[Task goal] Your copy should match the records exactly, apart from the pictures, which stay out.

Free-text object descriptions
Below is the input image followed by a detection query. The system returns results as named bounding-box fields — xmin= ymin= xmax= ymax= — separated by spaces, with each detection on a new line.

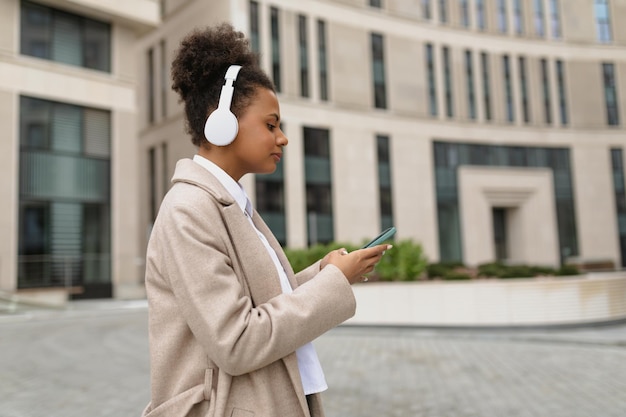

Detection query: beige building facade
xmin=141 ymin=0 xmax=626 ymax=274
xmin=2 ymin=0 xmax=626 ymax=301
xmin=0 ymin=0 xmax=158 ymax=300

[Answer to this problem]
Below is the input image followed by a detection query. The system returns results as named bounding-box fields — xmin= ymin= xmax= ymax= — separated by spaces, with each detection on a new line.


Detection query: beige building facade
xmin=141 ymin=0 xmax=626 ymax=274
xmin=2 ymin=0 xmax=626 ymax=301
xmin=0 ymin=0 xmax=158 ymax=300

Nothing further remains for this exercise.